● EXTRACTED TEXT:
It's just how we work. It's just how we are, we just go. We get an inspiration, we understand how all the pieces fit together. And the minute we begin to understand how the pieces fit together, we go. And the more we go, the better we understand about how the thing works. The better we understand what needs to be done and where we will need support and where we are going.
I've been watching the great pottery throwdown which I know I'm late to the party, but here we are. And there's this thing that happens where some people come in with like engineering drawings for the project they're working on and other people come in and just wing it. And because they're under such time constraints, often the engineering drawing people, it pays off. It works out better for them because they've thought about where the clay needs to go to support what and so on and so forth.
But there's always this moment, even if they come in with engineering drawings, where something that you couldn't see on paper happens with the clay. With the three dimensions and the wetness and the collapse and the drying times and the shape and the support. And they have to improvise, they have to figure it out.
We're great at that. We're great at taking a plan or not. And then improvising off it. Taking an understanding that we have, in our head, a mental structure, that's probably pretty good to begin with, recognizing the challenge as it's coming, as it's approaching, or as it's on top of us, and doing something about it. And that's part of why we're so good at crisis. Sometimes people say that being good at crisis is a trauma response. And I'm not going to speculate about that. But what I do know is that being good at crisis is something that we see pretty much across the board in intensives.

● EXTRACTED DATA:
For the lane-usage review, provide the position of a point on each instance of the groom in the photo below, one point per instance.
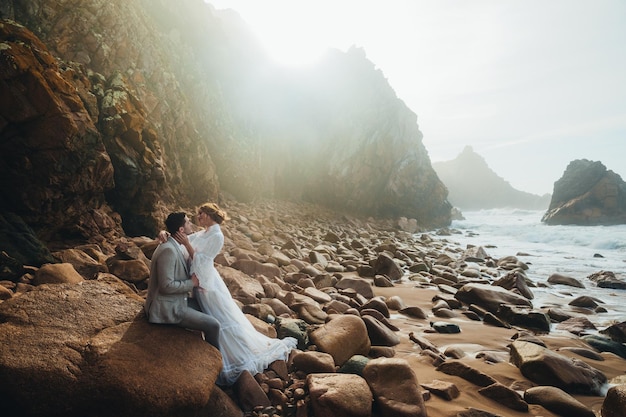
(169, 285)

* * *

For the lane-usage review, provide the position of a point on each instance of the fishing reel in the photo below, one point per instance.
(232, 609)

● SET OF TASKS:
**1)** Update the passage on improvising by writing out again the part that opens with the words containing "I've been watching" and closes with "figure it out.", with "clay" changed to "porcelain".
**2)** Answer these questions on the passage on improvising:
(a) What show has the speaker been watching?
(b) According to the passage, why does coming in with engineering drawings often work out better?
(c) What do some people say being good at crisis is?
**3)** Please proceed with the passage on improvising from where it stops.

● RESULTS BY TASK:
**1)**
I've been watching the great pottery throwdown which I know I'm late to the party, but here we are. And there's this thing that happens where some people come in with like engineering drawings for the project they're working on and other people come in and just wing it. And because they're under such time constraints, often the engineering drawing people, it pays off. It works out better for them because they've thought about where the porcelain needs to go to support what and so on and so forth.
But there's always this moment, even if they come in with engineering drawings, where something that you couldn't see on paper happens with the porcelain. With the three dimensions and the wetness and the collapse and the drying times and the shape and the support. And they have to improvise, they have to figure it out.

**2)**
(a) The great pottery throwdown.
(b) Those people have thought about where the clay needs to go to support what.
(c) A trauma response.

**3)**
Most intensives are really great at crisis. And we're great at crisis because our natural work mode is Go Go Go Go, go go go. Our natural work mode is drive until we get to a place that feels like a resting place like we get to the top of the mountain, although- I will say I've been hiking into a canyon, a very short canyon that's near my house. And I decided coming out of it the other day that I didn't have to walk the whole way without stopping.
Where did I get the idea that I had to do the whole thing without stopping? Probably because I'm an intensive. Possibly because we live in a world that kind of valorizes incredible feats of athleticism, especially if you can do them as though they are nothing. And I am not in that place right now with my body. One summer a long time ago, I worked at a camp that was on the side of a mountain. And by the end of the summer, I could run up the side of the mountain because I was up and down the side of the mountain multiple times every day. My cabin was at the bottom, the dining hall was at the top. But I'm not in that place in my life right now.
Walking back up is very short canyon is actually fairly tiring. And so I decided that I could just walk as far as I could walk and then rest until I was ready to keep walking. And it was suddenly very easy. And I realized that the reason that I thought it had to be hard to go for a walk is because I was trying to walk in a way that didn't work for me. So that happens to us too.
Sometimes we try to do things in our intensive way. And we discover that that's not going to work. It's just not going to work, we don't have whatever we would need to do it go go go go go. And sometimes it's executive function that we don't have. And sometimes it's a tool. Sometimes it's a stamina thing. Sometimes it's all three.
If we're having a mental health episode- and a lot of us do- anxiety or depression can completely interrupt your ability to do something in a state of flow, uninterrupted. Sometimes it just needs to be done in the way that it can be done, which is a little at a time, a moment at a time, a breath at a time. Sometimes you get there, sometimes you don't. Sometimes you don't even finish it which is like- what? Like sometimes you can't finish it, as opposed to losing interest and wandering away don't finish it. Sometimes you just don't finish it because you don't- you can't- you meh? It's just not happening.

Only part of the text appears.